Your objective
Rewrite all of the records with "bench" replaced by "stool" and nothing else changed, omitting the pictures from your answer.

(Dataset rows showing where objects appear)
..........
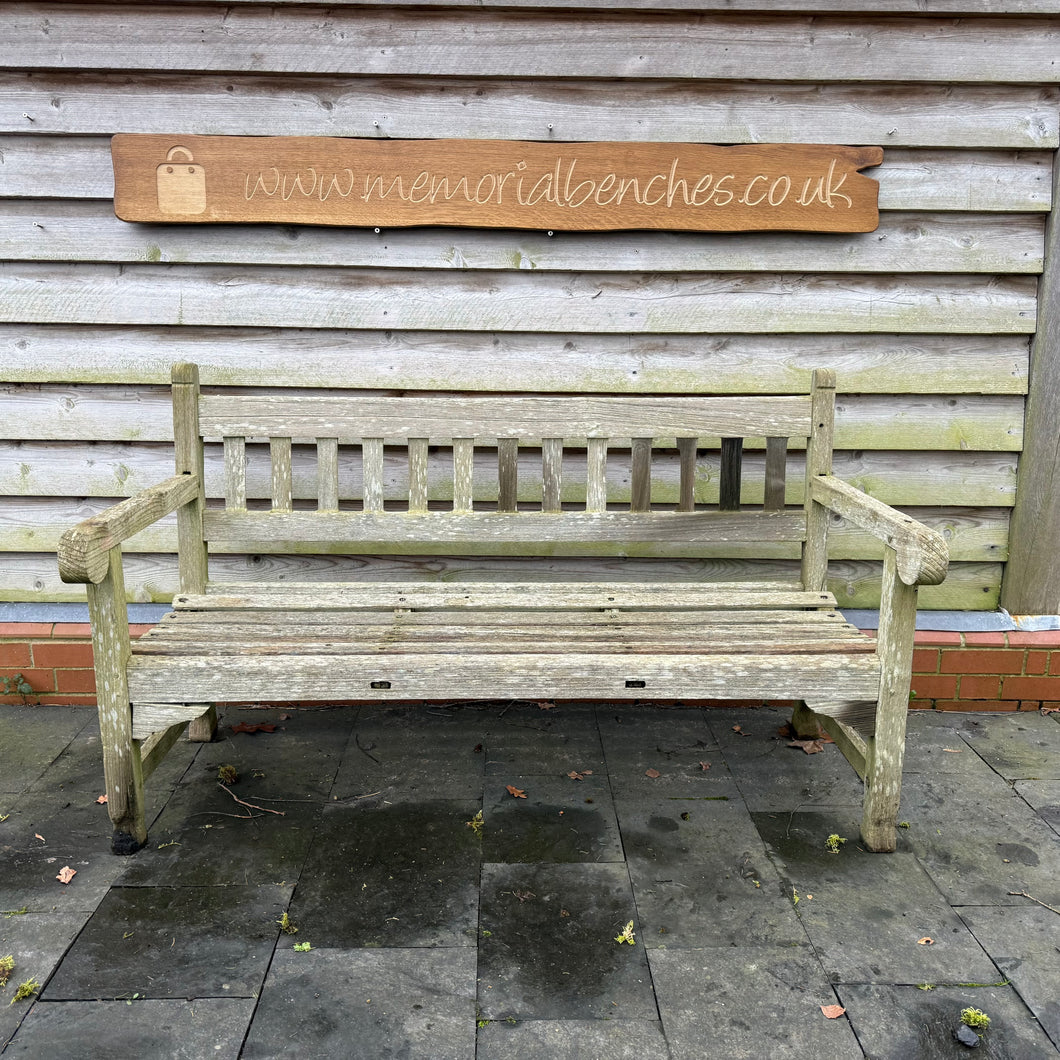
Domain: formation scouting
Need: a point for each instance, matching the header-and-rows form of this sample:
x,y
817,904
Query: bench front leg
x,y
886,746
121,756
..........
Exercise answer
Domain: formation scouting
Need: a point for each instance, matching the header-and-rows form of this sample:
x,y
817,904
Query: stool front leg
x,y
886,746
121,756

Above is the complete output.